Exercise aim | Please write out the rows again, starting with the line with "of the backpack" and going on through the line with "[[117, 118], [227, 190]]", and include their requests unchanged. Scale every [x, y] point coordinate in their answers by 0.45 and round each to a whole number, with halves rounded up.

======== Extracted entries ========

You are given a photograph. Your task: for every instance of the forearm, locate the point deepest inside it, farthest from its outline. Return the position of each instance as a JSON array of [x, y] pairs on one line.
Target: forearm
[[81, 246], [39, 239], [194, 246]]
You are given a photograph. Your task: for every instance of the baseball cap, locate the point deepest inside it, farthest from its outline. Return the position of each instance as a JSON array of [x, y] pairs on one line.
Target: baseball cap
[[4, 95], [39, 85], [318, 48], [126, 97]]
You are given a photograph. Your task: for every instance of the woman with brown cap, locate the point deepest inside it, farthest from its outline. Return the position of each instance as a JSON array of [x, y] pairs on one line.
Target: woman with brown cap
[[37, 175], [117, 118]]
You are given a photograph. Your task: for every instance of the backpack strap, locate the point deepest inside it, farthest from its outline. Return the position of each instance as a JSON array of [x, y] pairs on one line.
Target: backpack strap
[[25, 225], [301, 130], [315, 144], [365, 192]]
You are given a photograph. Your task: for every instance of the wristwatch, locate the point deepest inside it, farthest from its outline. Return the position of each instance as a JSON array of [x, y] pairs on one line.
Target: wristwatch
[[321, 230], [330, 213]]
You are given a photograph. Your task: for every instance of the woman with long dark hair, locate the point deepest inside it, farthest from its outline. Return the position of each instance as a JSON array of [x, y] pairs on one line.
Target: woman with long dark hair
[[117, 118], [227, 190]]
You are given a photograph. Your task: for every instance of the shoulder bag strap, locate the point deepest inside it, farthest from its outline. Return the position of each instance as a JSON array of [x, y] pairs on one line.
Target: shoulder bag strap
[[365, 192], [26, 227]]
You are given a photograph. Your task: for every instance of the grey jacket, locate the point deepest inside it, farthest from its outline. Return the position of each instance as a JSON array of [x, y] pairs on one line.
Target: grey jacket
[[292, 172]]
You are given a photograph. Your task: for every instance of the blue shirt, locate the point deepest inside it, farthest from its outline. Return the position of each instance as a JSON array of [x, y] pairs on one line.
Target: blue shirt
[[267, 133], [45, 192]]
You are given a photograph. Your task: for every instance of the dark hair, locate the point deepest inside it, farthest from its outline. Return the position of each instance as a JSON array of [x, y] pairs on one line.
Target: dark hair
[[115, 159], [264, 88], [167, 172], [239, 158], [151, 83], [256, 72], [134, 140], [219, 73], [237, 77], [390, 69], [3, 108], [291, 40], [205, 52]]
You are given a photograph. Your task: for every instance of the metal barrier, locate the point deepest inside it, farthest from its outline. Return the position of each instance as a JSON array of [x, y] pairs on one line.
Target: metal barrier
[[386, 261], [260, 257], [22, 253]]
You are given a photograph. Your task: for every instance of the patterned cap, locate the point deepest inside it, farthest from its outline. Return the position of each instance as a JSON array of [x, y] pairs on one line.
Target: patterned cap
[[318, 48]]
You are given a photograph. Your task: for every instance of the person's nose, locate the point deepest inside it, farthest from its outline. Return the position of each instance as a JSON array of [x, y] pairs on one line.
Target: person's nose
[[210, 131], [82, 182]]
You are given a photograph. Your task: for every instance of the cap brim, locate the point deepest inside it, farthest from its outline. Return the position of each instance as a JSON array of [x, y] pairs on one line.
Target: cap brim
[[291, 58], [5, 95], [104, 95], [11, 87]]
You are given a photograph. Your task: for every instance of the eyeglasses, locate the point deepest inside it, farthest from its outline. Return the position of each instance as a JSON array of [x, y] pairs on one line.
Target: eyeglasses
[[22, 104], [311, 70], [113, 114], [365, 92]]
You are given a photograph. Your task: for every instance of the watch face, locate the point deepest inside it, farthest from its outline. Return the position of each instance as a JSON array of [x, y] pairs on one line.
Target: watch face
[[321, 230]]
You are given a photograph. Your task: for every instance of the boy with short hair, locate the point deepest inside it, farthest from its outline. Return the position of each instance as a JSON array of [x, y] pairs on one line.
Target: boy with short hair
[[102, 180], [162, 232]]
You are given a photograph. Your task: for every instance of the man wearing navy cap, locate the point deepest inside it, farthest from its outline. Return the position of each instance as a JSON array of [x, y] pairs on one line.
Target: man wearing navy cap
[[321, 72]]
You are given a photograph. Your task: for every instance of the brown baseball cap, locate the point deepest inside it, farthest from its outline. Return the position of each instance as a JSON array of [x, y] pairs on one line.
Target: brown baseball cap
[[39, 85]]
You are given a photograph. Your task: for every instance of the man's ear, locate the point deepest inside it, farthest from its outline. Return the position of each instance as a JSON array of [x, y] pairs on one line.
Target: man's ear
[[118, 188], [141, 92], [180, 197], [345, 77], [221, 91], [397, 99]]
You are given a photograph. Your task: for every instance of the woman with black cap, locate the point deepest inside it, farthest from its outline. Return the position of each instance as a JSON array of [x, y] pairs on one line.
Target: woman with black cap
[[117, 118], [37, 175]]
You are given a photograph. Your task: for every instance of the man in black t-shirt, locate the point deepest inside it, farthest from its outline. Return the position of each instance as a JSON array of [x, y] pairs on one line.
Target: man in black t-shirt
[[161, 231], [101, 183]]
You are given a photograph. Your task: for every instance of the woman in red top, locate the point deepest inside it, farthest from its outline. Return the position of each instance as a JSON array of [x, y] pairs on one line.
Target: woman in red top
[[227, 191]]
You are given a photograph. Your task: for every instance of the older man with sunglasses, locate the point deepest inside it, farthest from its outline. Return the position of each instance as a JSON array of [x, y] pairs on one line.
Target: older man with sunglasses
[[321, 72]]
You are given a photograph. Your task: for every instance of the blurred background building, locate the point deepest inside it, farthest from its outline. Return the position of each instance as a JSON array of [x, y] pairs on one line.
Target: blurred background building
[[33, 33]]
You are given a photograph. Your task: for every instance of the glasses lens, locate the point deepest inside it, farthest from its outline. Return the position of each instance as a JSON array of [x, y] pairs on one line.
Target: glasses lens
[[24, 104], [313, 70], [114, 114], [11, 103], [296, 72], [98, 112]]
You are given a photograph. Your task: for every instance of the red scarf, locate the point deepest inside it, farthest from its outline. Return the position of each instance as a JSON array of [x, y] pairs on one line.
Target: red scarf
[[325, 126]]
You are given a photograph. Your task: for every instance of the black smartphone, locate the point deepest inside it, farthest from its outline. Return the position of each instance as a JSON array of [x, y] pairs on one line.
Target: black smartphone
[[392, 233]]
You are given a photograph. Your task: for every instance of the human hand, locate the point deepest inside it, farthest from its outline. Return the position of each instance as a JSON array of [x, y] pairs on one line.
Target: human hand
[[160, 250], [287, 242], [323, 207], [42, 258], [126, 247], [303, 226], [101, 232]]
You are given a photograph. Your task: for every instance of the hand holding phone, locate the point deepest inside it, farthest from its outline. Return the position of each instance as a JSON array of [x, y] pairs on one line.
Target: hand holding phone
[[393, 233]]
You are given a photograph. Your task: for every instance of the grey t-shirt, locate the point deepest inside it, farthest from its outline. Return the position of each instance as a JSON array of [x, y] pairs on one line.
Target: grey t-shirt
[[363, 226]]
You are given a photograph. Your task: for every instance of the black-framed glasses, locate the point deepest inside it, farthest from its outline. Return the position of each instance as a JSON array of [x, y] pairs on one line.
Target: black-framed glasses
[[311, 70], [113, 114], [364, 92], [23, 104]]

========

Answer to the exercise |
You are given a photograph. Your task: for every instance of the backpack strap, locate the point deepest inside it, farthest from its outline. Return the position of each instance as a JSON array of [x, y] pairs on one line.
Target: backpack strap
[[11, 101], [135, 59], [142, 65], [164, 86]]
You are given a photograph. Your task: for every instance of the wristwatch, locate the point deepest inside it, farthest from its outline. Return the position of each instance as a JSON array of [x, y] pairs on one line.
Target: wristwatch
[[144, 104], [149, 96]]
You are given a photograph. Your task: for every instance of the woman with long dark hair, locate the point deepest inside it, farthest from its outline. Return the position of each instance as a JSON array of [x, y] pairs on one line.
Target: woman with long dark hair
[[53, 53], [102, 86]]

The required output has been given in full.